┏━━

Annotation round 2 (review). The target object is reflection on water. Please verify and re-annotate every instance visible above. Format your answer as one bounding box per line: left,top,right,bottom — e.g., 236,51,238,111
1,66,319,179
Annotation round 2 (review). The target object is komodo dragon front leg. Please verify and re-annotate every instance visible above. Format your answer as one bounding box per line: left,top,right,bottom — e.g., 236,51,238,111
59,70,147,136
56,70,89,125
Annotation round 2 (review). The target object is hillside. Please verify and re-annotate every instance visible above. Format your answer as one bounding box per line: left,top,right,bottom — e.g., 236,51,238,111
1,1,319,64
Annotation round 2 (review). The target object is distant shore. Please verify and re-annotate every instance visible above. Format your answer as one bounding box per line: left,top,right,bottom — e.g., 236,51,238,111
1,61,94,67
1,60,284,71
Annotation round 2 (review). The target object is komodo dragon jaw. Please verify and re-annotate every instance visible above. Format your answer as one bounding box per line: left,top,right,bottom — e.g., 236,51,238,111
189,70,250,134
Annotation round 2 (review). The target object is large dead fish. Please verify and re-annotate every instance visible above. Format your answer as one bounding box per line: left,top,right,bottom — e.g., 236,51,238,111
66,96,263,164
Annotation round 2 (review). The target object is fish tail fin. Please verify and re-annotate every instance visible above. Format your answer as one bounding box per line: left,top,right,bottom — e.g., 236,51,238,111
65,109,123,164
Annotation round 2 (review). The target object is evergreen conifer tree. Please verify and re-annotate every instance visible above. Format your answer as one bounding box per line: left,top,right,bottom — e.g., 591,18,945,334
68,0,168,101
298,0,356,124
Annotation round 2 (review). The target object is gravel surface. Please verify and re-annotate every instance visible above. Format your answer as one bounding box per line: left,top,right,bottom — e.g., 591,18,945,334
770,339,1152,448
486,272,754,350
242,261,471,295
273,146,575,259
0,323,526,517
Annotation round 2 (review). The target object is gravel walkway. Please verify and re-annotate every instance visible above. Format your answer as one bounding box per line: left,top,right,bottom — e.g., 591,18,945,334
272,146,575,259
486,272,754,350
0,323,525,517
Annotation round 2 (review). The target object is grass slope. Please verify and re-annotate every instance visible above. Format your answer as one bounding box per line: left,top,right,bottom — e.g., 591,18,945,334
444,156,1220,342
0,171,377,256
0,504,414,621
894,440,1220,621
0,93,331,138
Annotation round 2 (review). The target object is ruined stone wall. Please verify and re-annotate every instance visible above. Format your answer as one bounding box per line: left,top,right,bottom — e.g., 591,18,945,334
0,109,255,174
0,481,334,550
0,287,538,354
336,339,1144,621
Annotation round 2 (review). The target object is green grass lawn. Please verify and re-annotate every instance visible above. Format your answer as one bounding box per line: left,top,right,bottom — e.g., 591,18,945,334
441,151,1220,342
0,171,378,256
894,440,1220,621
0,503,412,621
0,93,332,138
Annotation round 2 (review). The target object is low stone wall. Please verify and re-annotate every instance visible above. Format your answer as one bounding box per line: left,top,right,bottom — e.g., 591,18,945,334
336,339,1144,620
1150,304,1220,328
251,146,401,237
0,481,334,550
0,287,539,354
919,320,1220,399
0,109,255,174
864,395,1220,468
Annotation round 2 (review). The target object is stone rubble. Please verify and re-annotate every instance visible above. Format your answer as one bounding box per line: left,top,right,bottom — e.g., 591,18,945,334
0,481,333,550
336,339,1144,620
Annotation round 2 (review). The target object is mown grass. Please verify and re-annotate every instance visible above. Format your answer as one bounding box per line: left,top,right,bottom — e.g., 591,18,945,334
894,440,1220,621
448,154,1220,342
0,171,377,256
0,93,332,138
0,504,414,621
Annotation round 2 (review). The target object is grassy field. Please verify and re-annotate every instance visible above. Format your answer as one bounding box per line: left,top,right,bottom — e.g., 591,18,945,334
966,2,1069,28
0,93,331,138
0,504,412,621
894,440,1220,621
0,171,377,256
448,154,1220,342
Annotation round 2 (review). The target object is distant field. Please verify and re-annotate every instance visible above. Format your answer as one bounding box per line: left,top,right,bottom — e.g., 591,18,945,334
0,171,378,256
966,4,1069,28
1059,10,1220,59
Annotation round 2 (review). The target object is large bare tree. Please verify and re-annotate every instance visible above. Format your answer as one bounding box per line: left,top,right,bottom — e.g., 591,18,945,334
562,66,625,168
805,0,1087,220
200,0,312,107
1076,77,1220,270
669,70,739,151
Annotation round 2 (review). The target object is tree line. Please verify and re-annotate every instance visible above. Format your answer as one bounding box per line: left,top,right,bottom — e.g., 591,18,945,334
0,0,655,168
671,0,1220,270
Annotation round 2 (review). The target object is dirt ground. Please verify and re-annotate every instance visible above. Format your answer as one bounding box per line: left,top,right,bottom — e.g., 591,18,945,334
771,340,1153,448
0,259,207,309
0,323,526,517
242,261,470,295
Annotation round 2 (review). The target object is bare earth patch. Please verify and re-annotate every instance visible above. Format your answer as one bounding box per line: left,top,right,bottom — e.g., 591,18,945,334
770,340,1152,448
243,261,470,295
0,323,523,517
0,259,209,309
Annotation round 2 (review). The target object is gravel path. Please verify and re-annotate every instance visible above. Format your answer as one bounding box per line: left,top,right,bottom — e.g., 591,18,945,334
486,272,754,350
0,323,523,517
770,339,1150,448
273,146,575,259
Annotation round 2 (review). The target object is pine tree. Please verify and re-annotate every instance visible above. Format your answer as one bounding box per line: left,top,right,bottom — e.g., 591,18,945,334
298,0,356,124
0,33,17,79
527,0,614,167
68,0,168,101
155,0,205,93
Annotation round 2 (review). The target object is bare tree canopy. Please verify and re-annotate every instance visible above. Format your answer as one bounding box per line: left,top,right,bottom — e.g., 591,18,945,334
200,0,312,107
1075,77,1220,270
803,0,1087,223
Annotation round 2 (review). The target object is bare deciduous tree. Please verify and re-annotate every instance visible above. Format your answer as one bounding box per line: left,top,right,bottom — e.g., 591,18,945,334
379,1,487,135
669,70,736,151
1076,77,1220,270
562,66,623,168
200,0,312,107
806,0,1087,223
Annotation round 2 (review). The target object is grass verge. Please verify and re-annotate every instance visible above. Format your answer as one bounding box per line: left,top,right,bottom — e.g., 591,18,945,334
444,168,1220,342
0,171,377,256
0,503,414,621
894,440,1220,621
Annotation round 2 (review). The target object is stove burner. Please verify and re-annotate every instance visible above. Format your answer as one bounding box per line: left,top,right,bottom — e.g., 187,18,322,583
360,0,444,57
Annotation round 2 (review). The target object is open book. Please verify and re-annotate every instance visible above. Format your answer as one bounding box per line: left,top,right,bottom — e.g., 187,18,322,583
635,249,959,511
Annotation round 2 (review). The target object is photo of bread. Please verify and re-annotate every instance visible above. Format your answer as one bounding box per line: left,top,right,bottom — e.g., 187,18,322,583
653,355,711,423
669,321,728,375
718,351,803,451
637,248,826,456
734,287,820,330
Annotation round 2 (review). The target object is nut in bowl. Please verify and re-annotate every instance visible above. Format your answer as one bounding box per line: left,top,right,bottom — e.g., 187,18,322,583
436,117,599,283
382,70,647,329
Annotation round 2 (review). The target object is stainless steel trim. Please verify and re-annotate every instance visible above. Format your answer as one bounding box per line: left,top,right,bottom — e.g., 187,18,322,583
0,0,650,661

┗━━

**EXERCISE DETAILS:**
Could you rewrite all the items above, swapping every "verify and re-annotate" for "check and relabel" and leaving everything else unchanged?

**WORKED ANSWER:**
Annotation round 2 (review). The target object is reflection on water. Please check and relabel every instance visible above. Format your answer as one bounding box per line: left,top,right,bottom — e.g., 236,51,238,111
1,66,319,179
Annotation round 2 (review). The target object is komodo dragon front leg. Please check and relabel every instance visible above. Format your answer as one bounding box per line: left,top,right,bottom — e.g., 236,51,238,111
59,70,147,136
56,70,89,125
Annotation round 2 (review). The target object is hillside. Please check and relabel every instance visible above. Format your answer as one bounding box per line: left,top,right,bottom — e.g., 236,51,238,111
1,1,319,64
Annotation round 2 (review). The target object is distant shore. Please check and relabel every instance visible above. Format your answer as one bounding box per line: left,top,right,bottom — e.g., 236,51,238,111
1,61,94,67
1,60,284,71
Annotation round 2 (review). The target object is komodo dragon jaw. Please check and relabel every instance visible above. Format your answer as one bounding box per line: left,top,right,bottom — e.g., 236,51,238,111
189,70,250,134
Annotation round 2 (review). The target object is large dead fish. Please check and relabel every instance visible above. Format your answer as one bounding box per line: left,top,right,bottom — e.g., 236,51,238,111
66,96,263,164
Annotation round 2 (review). The target object is fish tail fin. Please check and relabel every instance visible above. Format your answer as one bounding box per line: left,top,right,bottom — e.g., 236,51,238,111
65,109,123,164
Annotation round 2 (review). The target object is evergreen conifer tree. Please check and relabel every instance visible above. Format your answer as one bounding box per line: left,top,right,bottom — e.g., 591,18,945,334
68,0,168,101
298,0,356,124
Annotation round 2 (review). The target object is gravel surface. Please check and relabel every instance visible above. Format your answer as one bounding box per line: left,top,right,bottom — e.g., 591,18,945,334
770,339,1152,448
486,272,754,350
242,261,471,295
273,146,575,259
0,323,526,517
Annotation round 2 (review). The target object is gravel walkway. Please check and relabel every instance visible above. Format your answer as one bounding box per line: left,top,right,bottom — e.g., 591,18,945,334
272,146,575,259
486,272,754,350
0,323,525,517
Annotation round 2 (review). The target object is grass slope. Please check and relabel every instance visible above. Format your answer as one bounding box per line: left,top,right,bottom — e.g., 591,18,945,334
444,156,1220,342
0,171,377,256
0,504,414,621
894,440,1220,621
0,93,331,138
Annotation round 2 (review). The target object is ruined stone wall. Please check and relabel every instance visible above. Format your answer as one bounding box per line: left,top,right,bottom — e.g., 591,18,945,334
0,109,255,174
0,481,334,550
0,287,538,354
336,339,1144,621
Annotation round 2 (review). The target object is green grass lawn. Please check and relabel every instance visible above. Format your answer as one bounding box per line: left,top,right,bottom — e.g., 591,18,945,334
441,151,1220,342
0,171,378,256
894,440,1220,621
0,503,412,621
0,93,332,138
Annotation round 2 (review). The target object is low stone wall. Please check and relabel every instance visible above. Format your answer as one bounding box per line: left,top,right,bottom — e.g., 591,18,945,334
336,339,1144,620
1150,304,1220,328
251,146,401,237
0,481,334,550
0,287,539,354
919,320,1220,399
0,109,255,174
864,395,1220,468
Annotation round 2 (review). The target object is stone rubble. Please check and relabel every instance visible above. Format your answer as one bounding box per line: left,top,right,bottom — e.g., 591,18,945,334
0,481,333,550
336,339,1144,620
Annotation round 2 (review). The target object is mown grass. Please check and relabel every instance visible above. Format your answer as one bounding box per line: left,top,right,bottom — e.g., 591,18,945,334
894,440,1220,621
448,154,1220,342
0,171,377,256
0,93,332,138
0,504,414,621
Annotation round 2 (review). The target object is grassy field. Please check and relabel every instance visible above. Format your answer as one bounding box per line: left,top,right,bottom — e.g., 591,18,945,334
966,2,1069,28
0,93,331,138
0,504,412,621
894,440,1220,621
0,171,377,256
448,154,1220,342
Annotation round 2 (review). The target object is distant field. Please check and relabel every instance visible above. Format your answer as one bounding box per line: left,top,right,bottom — e.g., 591,18,945,334
0,171,378,256
966,4,1069,28
1059,10,1220,59
Annotation round 2 (review). The target object is large bare tree. Please check and relabel every instance visible above. Format your answer as one bounding box per line: left,top,right,bottom — e.g., 591,18,945,334
562,66,625,168
805,0,1087,220
200,0,312,107
1076,77,1220,270
669,70,739,151
Annotation round 2 (review). The target object is tree line. Please check and relabel every instance visible above. Format your answer as one bounding box per line: left,top,right,bottom — e.g., 591,18,945,334
0,0,655,168
671,0,1220,270
Annotation round 2 (review). The target object is dirt ground. Please check and relabel every instance visible above. Format your answer as one bounding box per line: left,top,right,bottom — e.g., 591,18,945,334
771,340,1153,448
0,259,207,309
0,323,526,517
242,261,470,295
Annotation round 2 (review). The target object is bare earth patch. Please check and relabel every instance visible above. Format your answer as one bounding box per line: left,top,right,bottom — e.g., 591,18,945,334
770,340,1152,448
243,261,470,295
0,323,523,517
0,259,209,309
Annotation round 2 (review). The target object is gravel path. Please check and relabel every instance visible above. Format your answer as one bounding box per line: left,top,right,bottom — e.g., 591,18,945,334
486,272,754,350
0,323,523,517
770,339,1150,448
273,146,575,259
Annotation round 2 (review). The target object is pine tree. Please check and relabel every instance visible above. Format your answer as one bounding box per line: left,top,right,bottom — e.g., 591,18,945,334
298,0,356,124
0,33,17,79
527,0,614,167
68,0,168,101
155,0,205,93
Annotation round 2 (review). The target object is bare tree canopy. Please check and relabel every instance visible above. Format your answer as one bounding box per line: left,top,right,bottom — e.g., 591,18,945,334
200,0,312,107
1075,77,1220,270
803,0,1087,223
Annotation round 2 (review). The target object is bare deciduous tree. Please check and relabel every instance visible above. Format your answer as one bounding box per line: left,top,right,bottom — e.g., 591,18,945,334
379,1,487,135
669,70,736,151
1076,77,1220,270
562,66,623,168
200,0,312,107
806,0,1087,223
Annotation round 2 (review). The target object is grass verge. Please check and relabel every instance visible above. Format your answer as one bounding box per line: left,top,right,bottom — e.g., 591,18,945,334
444,168,1220,342
0,171,377,256
0,503,414,621
894,440,1220,621
Annotation round 2 (review). The target object is stove burner. Please check and relabel every instance visible above. Format your answer as one bounding box per line: left,top,right,bottom — e.g., 187,18,322,583
360,0,444,57
Annotation round 2 (review). The target object is open book. Please check and relabel every instance visible above. Format your answer as one bounding box per line: left,top,right,bottom — e.g., 187,18,322,583
635,249,959,511
Annotation round 2 (review). The target object is photo of bread. Please check and relabel every instance visible above. Format your answer as one bounding box per line: left,top,right,bottom — e.g., 187,18,322,583
653,355,711,423
669,321,728,375
718,351,803,451
637,248,826,456
734,287,820,330
Annotation round 2 (review). The target object is nut in bowl. Please check and relabel every instance visible above. Format your answer as one bounding box per line: left,top,right,bottom — e.g., 187,18,322,583
436,117,599,283
382,70,647,329
Annotation round 2 (review). The target object is stainless steel trim. Please check and relabel every instance visible above. Format your answer as one bounding box per line: left,top,right,bottom — e.g., 187,18,322,583
0,0,650,661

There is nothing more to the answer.